# Exercise objective
Pictures aside, the data must be reproduced exactly.

# Material shown
============
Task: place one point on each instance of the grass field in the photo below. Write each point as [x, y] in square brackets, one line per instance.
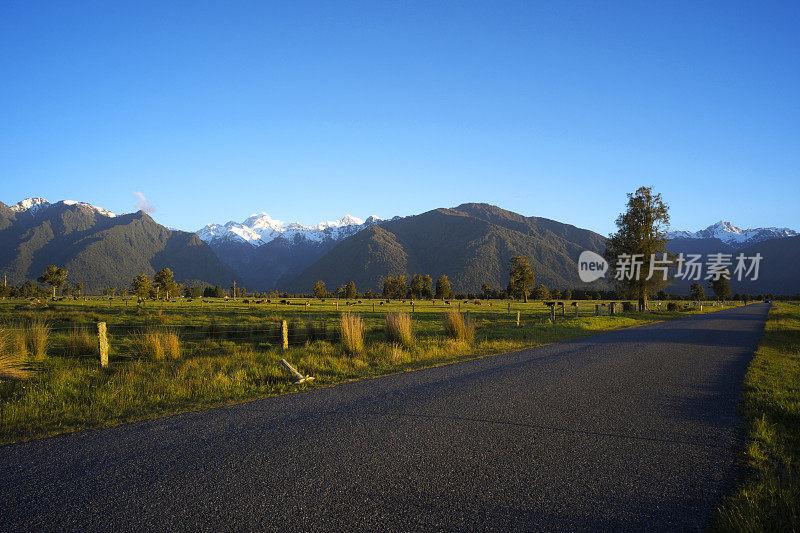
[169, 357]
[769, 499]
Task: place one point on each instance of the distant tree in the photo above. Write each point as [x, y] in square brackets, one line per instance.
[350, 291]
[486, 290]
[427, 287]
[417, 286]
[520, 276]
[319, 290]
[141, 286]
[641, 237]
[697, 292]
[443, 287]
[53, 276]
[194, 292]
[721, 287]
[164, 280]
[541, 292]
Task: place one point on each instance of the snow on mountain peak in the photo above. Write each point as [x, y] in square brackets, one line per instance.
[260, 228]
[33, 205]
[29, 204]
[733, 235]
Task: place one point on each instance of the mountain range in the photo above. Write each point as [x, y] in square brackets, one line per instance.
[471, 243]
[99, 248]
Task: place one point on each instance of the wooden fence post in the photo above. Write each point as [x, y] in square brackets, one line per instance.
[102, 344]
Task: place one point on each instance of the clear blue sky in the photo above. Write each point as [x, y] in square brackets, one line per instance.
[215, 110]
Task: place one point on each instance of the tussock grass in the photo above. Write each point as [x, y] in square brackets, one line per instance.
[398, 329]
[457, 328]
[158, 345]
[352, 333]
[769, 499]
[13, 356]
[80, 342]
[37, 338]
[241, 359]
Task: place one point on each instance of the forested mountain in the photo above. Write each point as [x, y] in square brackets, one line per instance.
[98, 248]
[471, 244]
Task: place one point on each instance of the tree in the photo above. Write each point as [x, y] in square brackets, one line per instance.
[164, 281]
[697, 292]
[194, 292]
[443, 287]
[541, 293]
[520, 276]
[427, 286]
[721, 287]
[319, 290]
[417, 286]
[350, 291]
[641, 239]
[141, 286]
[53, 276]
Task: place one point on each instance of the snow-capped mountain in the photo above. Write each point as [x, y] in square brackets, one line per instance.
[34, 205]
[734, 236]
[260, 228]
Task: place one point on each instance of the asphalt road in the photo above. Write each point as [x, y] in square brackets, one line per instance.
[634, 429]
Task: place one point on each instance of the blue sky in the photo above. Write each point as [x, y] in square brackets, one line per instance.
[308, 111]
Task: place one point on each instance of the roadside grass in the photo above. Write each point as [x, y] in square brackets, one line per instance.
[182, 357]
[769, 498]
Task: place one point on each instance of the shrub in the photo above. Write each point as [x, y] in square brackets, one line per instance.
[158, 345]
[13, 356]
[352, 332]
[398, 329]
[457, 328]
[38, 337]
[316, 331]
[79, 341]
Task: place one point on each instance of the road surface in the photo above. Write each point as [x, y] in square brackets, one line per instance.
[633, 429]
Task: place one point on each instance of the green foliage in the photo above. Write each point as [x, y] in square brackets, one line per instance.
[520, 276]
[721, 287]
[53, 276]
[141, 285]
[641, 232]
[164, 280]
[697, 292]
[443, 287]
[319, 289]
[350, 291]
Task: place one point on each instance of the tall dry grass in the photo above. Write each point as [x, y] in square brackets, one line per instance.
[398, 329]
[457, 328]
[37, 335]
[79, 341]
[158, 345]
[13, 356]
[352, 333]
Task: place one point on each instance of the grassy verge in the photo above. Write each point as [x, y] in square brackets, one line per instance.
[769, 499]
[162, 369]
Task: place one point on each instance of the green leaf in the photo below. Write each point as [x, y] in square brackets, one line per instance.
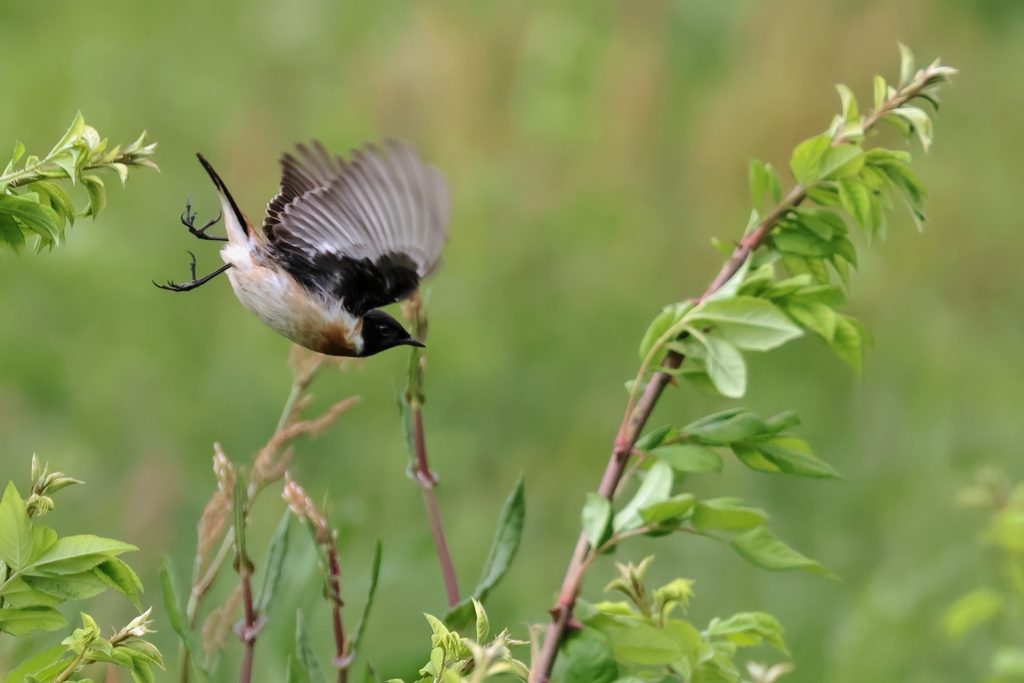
============
# Result of the exercise
Task: place one point on each instance of the grass field in the photo below. Write each point as [x, y] in square brackets, one line per instance.
[169, 357]
[769, 499]
Task: place one point on each instance of the distant tree in the photo above. Write each point as [x, y] in square brackets, one line per instance.
[350, 291]
[486, 290]
[427, 287]
[417, 286]
[520, 276]
[319, 290]
[141, 286]
[641, 237]
[697, 292]
[443, 287]
[53, 276]
[194, 292]
[721, 287]
[164, 280]
[541, 292]
Task: place one point on each instance of the snow on mountain peak in the photo above. Write each point as [x, y] in square brackets, one line per instance.
[260, 228]
[33, 205]
[29, 204]
[733, 235]
Task: place one point on each instance of the mountain range in the photo above. Write each point as [x, y] in square brackets, one line per instance.
[471, 243]
[99, 248]
Task: place one point on each instance of the wooden fence post in the photo above. Write each point as [x, y] in square brackets, one line per instance.
[102, 344]
Task: place one point on each instance of the clear blue sky in the photo above. Write each point as [x, y] in square brackets, one line per instance.
[215, 110]
Task: place one point on each instance of the tussock grass in the photo above. Write each point as [x, y] in square brackets, one line per instance.
[398, 329]
[457, 328]
[158, 345]
[352, 333]
[769, 499]
[13, 356]
[80, 342]
[37, 338]
[241, 359]
Task: place one point on each instance of the forested mountain in the photo above. Write each point as [x, y] in square brackets, one line per instance.
[98, 248]
[471, 244]
Task: place one point on each instance of the tree in the photo above. Write each point as [x, y] in square brackets, one line per instance.
[164, 281]
[697, 292]
[194, 292]
[443, 287]
[541, 293]
[520, 276]
[427, 286]
[721, 287]
[319, 290]
[417, 286]
[350, 291]
[641, 239]
[141, 286]
[53, 276]
Task: place one point on each instance of the snow-capped mountain in the photo above. Write each point as [x, y] in square brackets, one line per instance.
[34, 205]
[734, 236]
[260, 228]
Task: place one point on each instance of the asphalt road in the photo above. Write each point as [x, y] in square brackets, one line per instance.
[634, 429]
Task: place one point on each instance of the blue sky in the photo above. Write each point as [x, y] in square brackets, one line per instance.
[308, 111]
Task: place one point on each instance of the roadside grass in the photo above. Write each point as [x, y] in square brackets, one line per instance.
[182, 357]
[769, 498]
Task: place one point on each instance of the shrub in the photo above. Write each point as [x, y] in square brackets, one line per instance.
[158, 345]
[13, 356]
[352, 332]
[398, 329]
[457, 328]
[38, 337]
[316, 331]
[79, 341]
Task: place one point on each instance of the road surface in the photo above. Write each point as [x, y] in square brackets, one line per instance.
[633, 429]
Task: place one point on each instance of the green foliage in the photo above. Write each point as [x, y] in square brackets, one line per instance.
[520, 276]
[721, 287]
[53, 276]
[141, 285]
[641, 232]
[164, 280]
[697, 292]
[443, 287]
[319, 289]
[350, 291]
Task: place one point on each instance of the tall dry grass in the photo above. Write each point as [x, y] in square brackets, one line per instance.
[398, 329]
[457, 328]
[37, 335]
[79, 341]
[158, 345]
[13, 356]
[352, 333]
Task: place one point on each instance of the grassy verge in the photo above. Write each point as [x, y] in square brackets, one line per instance.
[769, 499]
[162, 369]
Task: place one point on each instance of the green leaf in the photo below. Write each point as [x, y] in square brackets, one line per instance.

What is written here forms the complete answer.